§ TEXTO PROPORCIONADO
────────────────────

Un querido amigo y colega el psicoanalista Diego Timpanaro me hizo llegar este texto, que comparto. Espero lo disfruten.
Sueños quilmeños
Acabo
de leer el último libro de Fogwill, La gran ventana de los sueños.
El
último libro de Fogwill: inédito, como
dice la etiqueta del libro, siguiendo los designios del marketing de los
editores, y póstumo. Probablemente Rodolfo Enrique se esté burlando, allí donde
esté, de eso que ahora lo presenten como un gran escritor… una vez muerto.
Inédita
y póstuma, La gran ventana de los sueños, efectivamente es una obra en la que
tal vez el tiempo y la vida no estuvieron ausentes para decir que haya sido escrita
ein andere schauplatz, desde otra
escena, en otro escenario, como nos enseñara Freud.
Con
este señor punk me encontré a principios de los ’90, con la lectura de Una pálida historia de amor, que más
allá de ser una novela de mujeres poseídas, en ciertas poses de la llamada
femineidad, la ficción porta cierta tonalidad que hacía de eco a las vivencias
de la muchachada de los arrabales del Sur, que he conocido.
Luego,
lo retomé en la biblioteca de mi mujer, siguiendo las aventuras de José María
Perez Largo, quien practicaba el arte de la marcha, y la suerte quiso que se
detuviera a escribir sus vivencias andando por el mundo con una subjetividad criolla. La suerte también acompañó a Fogwill,
que lo pudo conocer, y que finalmente editó y tituló La buena nueva, a esa autobiografía del caminante. El escritor César Aira decía: es una novela, más que
buena, excelente. Hace pensar en una literatura distinta para Argentina.
Pero
bien, dejemos la crítica literaria para los que saben y se dedican a ello,
vuelvo a Fogwill. Y a los sueños.
A
Quique, el sociólogo, no llegué a conocerlo personalmente, me quedé con las
ganas. En agosto de 2010 estaba por volver de visita a Quilmes para presentar
sus cosas en un ciclo de poesía, que organizaban un viejo librero y un poeta que
me invitaba a compartir la ocasión. Tuvo el malgusto de morirse antes. Como
suele decirse, un verdadero poeta maldito.
Me
fui enterando en distintas conversaciones, a partir de los relatos de quienes
lo frecuentaron, de diferentes episodios y aspectos de su vida: algunas
residencias en el extranjero, traducciones suyas, la compra de una embarcación,
sus cuasi delirantes cuestiones con el dinero, particularidades de sus
relaciones amorosas, adorables posiciones políticamente incorrectas, anécdotas
de su vida quilmeña, la solidaridad con sus amigos, sus colecciones de boarding-pass, la singularidad de su
estilo de vida, su trabajo para que el
sabor del encuentro, se transforme en hazaña publicitaria; un personaje
mucho más original que cualquier vano intento de ficción.
Respecto
de los sueños, Fogwill coincide con Lacan sobre el olfato: no hay relación.
Dirá el primero: El olfato es la única de
las seis o siete facultades perceptuales que no aparece en mis sueños ni en los
sueños que he consultado hasta ahora. Por lo que sé, no se sueñan sensaciones
olfativas, y, tal vez a causa de ello, tampoco se detectan referencias a
olores, ni relatos de sueños o de escenas de sueños en los que un registro
olfativo desempeñe alguna función en su trama.

────────────────────

§ FILAS
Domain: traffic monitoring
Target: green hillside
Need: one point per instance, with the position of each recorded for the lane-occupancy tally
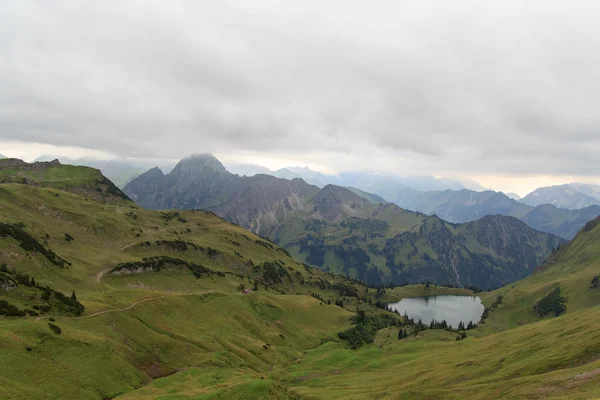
(128, 303)
(343, 232)
(573, 269)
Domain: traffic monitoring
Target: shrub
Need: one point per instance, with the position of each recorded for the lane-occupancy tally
(552, 302)
(54, 328)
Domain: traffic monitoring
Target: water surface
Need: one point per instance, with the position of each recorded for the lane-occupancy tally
(453, 309)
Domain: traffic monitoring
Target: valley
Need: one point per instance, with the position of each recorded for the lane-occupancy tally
(341, 232)
(180, 304)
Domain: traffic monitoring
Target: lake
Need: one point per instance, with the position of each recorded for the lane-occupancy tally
(453, 309)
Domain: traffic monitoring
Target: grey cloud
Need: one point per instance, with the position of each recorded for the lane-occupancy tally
(465, 86)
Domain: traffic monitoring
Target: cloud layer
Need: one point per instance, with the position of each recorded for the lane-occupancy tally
(477, 87)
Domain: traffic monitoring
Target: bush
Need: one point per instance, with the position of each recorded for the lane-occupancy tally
(54, 328)
(365, 329)
(553, 302)
(10, 310)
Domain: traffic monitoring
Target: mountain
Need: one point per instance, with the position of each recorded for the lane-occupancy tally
(513, 196)
(119, 171)
(248, 169)
(88, 182)
(108, 300)
(373, 198)
(586, 188)
(574, 269)
(563, 196)
(339, 231)
(466, 205)
(537, 340)
(97, 300)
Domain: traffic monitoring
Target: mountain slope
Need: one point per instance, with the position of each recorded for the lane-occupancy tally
(373, 198)
(165, 315)
(572, 268)
(466, 205)
(586, 188)
(563, 196)
(160, 292)
(84, 181)
(339, 231)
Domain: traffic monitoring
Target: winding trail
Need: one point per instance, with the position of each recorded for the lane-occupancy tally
(107, 311)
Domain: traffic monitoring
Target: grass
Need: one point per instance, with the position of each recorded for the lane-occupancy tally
(168, 335)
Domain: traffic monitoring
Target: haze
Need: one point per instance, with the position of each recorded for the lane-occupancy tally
(502, 93)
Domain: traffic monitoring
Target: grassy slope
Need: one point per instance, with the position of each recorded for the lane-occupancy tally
(572, 268)
(513, 355)
(541, 360)
(214, 335)
(180, 321)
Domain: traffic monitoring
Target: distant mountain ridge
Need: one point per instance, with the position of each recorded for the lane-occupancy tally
(569, 196)
(119, 171)
(467, 205)
(341, 231)
(354, 179)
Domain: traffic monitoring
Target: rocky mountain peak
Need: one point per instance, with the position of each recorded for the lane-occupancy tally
(196, 163)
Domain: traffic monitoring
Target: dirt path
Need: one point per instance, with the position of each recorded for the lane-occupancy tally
(120, 309)
(107, 311)
(126, 246)
(100, 274)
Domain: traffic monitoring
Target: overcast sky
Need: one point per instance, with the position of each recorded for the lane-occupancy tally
(504, 92)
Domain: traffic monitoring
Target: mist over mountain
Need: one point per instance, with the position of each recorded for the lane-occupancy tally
(460, 206)
(350, 232)
(570, 196)
(119, 171)
(513, 196)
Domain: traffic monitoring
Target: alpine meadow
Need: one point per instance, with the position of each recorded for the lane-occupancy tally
(300, 200)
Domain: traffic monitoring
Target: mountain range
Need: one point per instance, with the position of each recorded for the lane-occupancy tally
(467, 205)
(339, 231)
(119, 171)
(102, 299)
(355, 179)
(571, 196)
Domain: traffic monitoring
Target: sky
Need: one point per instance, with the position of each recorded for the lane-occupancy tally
(503, 93)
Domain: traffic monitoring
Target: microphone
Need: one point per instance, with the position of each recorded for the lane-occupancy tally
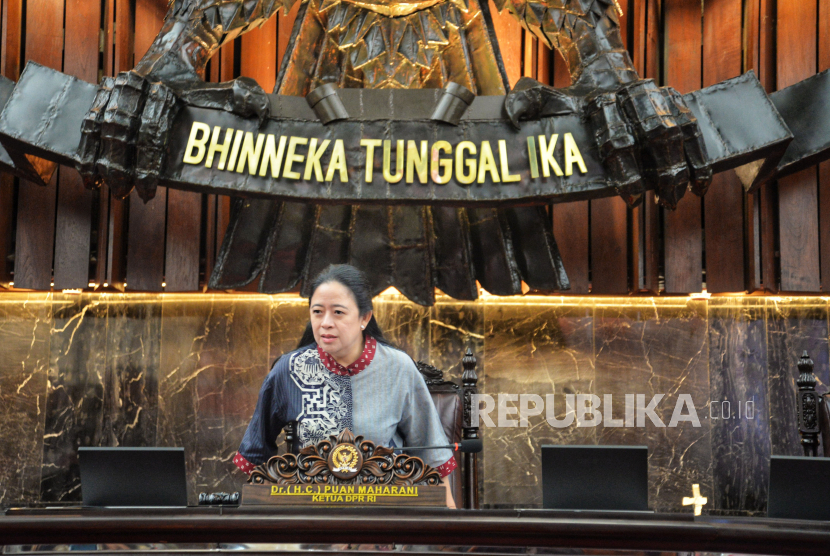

────────────────────

§ TUS INSTRUCCIONES
Según el texto proporcionado, ¿qué facultad perceptual afirma Fogwill que no aparece en sus sueños? El material proviene de una fuente distinta a la del texto proporcionado.

§ SOLUCIÓN DEL EJERCICIO
El olfato.